> Tasks for this exercise:
1. According to the NW Reports thread, about how many did Scout 2 find last week?
2. Extend the NW Reports forum thread from the point where it stops.

[START OF Text shown]

# NW Reports?



## Boardman Brookies (Dec 20, 2007)

Anyone find anything north of M55 yet? I haven't even bothered looking yet. There is still some patches of snow in the woods. I plan on checking next weekend and would suspect I find a micro or two. The temps are not looking the best.


----------



## bucko12pt (Dec 9, 2004)

Been looking a little in TC area, nothing yet.


----------



## Paperboy 1 (Aug 7, 2008)

Way too cold IMO. It's supposed to rain most of the week and get into the 50's during the daytime after that. Maybe.
I'll post some pics when I find them. Remember to turn off geotag on your phone. You take a pic and post, I have the GPS coordinates right where you're at. No.....leave it on.

Sent from my DROID RAZR HD using Ohub Campfire mobile app


----------



## Boardman Brookies (Dec 20, 2007)

I will give this one a bump. I am going to take a peak this weekend. We have the rain but the temps are still cool.


----------



## Paperboy 1 (Aug 7, 2008)

Boardman Brookies said:


> I will give this one a bump. I am going to take a peak this weekend. We have the rain but the temps are still cool.


Well said. A few warm nights to wake up the ground would help also. Mothers Day in the woods. Wife's cool with it too.

Sent from my DROID RAZR HD using Ohub Campfire mobile app


----------



## Scout 2 (Dec 31, 2004)

Boardman Brookies said:


> Anyone find anything north of M55 yet? I haven't even bothered looking yet. There is still some patches of snow in the woods. I plan on checking next weekend and would suspect I find a micro or two. The temps are not looking the best.


I found around 30 last week but then the cold weather came back. If you have a early go to spot I would check it. Our house is in the woods and the last couple of days the woods really greened up. I have a couple of other spots that I am going to check tomorrow. Good Luck


----------



## Oldgrandman (Nov 16, 2004)

[END OF Text shown]
[START OF Supplied records]

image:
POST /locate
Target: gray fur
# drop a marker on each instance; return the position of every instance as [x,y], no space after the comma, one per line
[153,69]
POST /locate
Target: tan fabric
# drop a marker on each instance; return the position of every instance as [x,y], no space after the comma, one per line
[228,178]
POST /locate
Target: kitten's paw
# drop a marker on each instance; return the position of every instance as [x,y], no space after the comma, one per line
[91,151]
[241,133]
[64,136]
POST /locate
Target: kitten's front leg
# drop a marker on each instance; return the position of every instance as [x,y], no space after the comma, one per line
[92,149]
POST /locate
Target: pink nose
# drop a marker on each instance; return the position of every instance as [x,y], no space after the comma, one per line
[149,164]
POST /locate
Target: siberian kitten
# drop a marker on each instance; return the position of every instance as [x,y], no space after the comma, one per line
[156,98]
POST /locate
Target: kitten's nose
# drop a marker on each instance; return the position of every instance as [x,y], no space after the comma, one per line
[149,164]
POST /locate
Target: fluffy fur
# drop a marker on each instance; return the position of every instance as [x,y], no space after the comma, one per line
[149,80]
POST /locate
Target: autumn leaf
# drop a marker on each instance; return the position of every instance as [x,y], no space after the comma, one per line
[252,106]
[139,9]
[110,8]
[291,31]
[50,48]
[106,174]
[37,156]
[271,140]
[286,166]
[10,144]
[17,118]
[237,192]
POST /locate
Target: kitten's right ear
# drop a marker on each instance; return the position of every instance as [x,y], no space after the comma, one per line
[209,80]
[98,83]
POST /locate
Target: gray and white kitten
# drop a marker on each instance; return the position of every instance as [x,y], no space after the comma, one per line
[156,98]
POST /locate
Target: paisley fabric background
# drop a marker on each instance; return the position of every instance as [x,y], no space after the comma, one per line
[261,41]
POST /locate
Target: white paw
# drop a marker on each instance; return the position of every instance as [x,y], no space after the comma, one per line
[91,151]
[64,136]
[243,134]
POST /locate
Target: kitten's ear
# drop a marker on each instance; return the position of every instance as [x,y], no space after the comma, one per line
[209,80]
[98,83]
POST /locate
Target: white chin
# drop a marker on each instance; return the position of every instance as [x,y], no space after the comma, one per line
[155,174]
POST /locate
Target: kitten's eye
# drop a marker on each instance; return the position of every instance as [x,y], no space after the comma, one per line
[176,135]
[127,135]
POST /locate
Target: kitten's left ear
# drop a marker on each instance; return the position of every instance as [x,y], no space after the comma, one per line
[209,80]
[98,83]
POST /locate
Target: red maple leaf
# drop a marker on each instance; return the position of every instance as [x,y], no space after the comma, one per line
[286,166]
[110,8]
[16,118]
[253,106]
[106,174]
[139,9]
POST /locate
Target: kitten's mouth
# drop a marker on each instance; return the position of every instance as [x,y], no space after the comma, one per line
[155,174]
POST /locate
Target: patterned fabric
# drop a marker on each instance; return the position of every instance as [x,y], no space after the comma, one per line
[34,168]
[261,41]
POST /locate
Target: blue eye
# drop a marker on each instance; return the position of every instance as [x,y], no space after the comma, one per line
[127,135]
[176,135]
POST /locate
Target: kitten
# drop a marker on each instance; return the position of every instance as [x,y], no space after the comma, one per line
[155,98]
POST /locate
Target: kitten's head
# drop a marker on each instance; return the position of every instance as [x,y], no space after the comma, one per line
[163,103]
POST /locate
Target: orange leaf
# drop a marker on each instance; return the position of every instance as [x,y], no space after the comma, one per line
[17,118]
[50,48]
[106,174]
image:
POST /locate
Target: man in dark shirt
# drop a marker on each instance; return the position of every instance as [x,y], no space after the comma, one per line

[END OF Supplied records]

> Answers for the exercise:
1. Around 30.

2.
Sounds nearly promising. Gonna put some rubber down the next day or 3. Hope to contribute with a positive report.....

GOOD LUCK Y'ALL!!!


----------



## Scout 2 (Dec 31, 2004)

When we came home from town today there was a guy that has a cabin around the corner from us and he had about a 1/4 bag like you get at meijers. Time to hit the woods this weekend


----------



## meeee (Oct 17, 2010)

Found 3 today under my early tree.


----------



## Boardman Brookies (Dec 20, 2007)

I found few micros in Leelanau Co today.










Sent from my iPhone using Ohub Campfire


----------



## Crayfish Trapper (Dec 19, 2010)

I'm heading to Mesick on wednesday 5/7 for a few days of morel hunting in the hills. 

I will post reports on what's up.


----------



## meeee (Oct 17, 2010)

Found 57 today 2-3 inchers , under every tree I thought they would be . One week it could be one of the best years ever!


----------



## meeee (Oct 17, 2010)

F this this is why I quit reporting!


----------



## Matt V (Dec 8, 2004)

Crayfish Trapper said:


> I'm heading to Mesick on wednesday 5/7 for a few days of morel hunting in the hills.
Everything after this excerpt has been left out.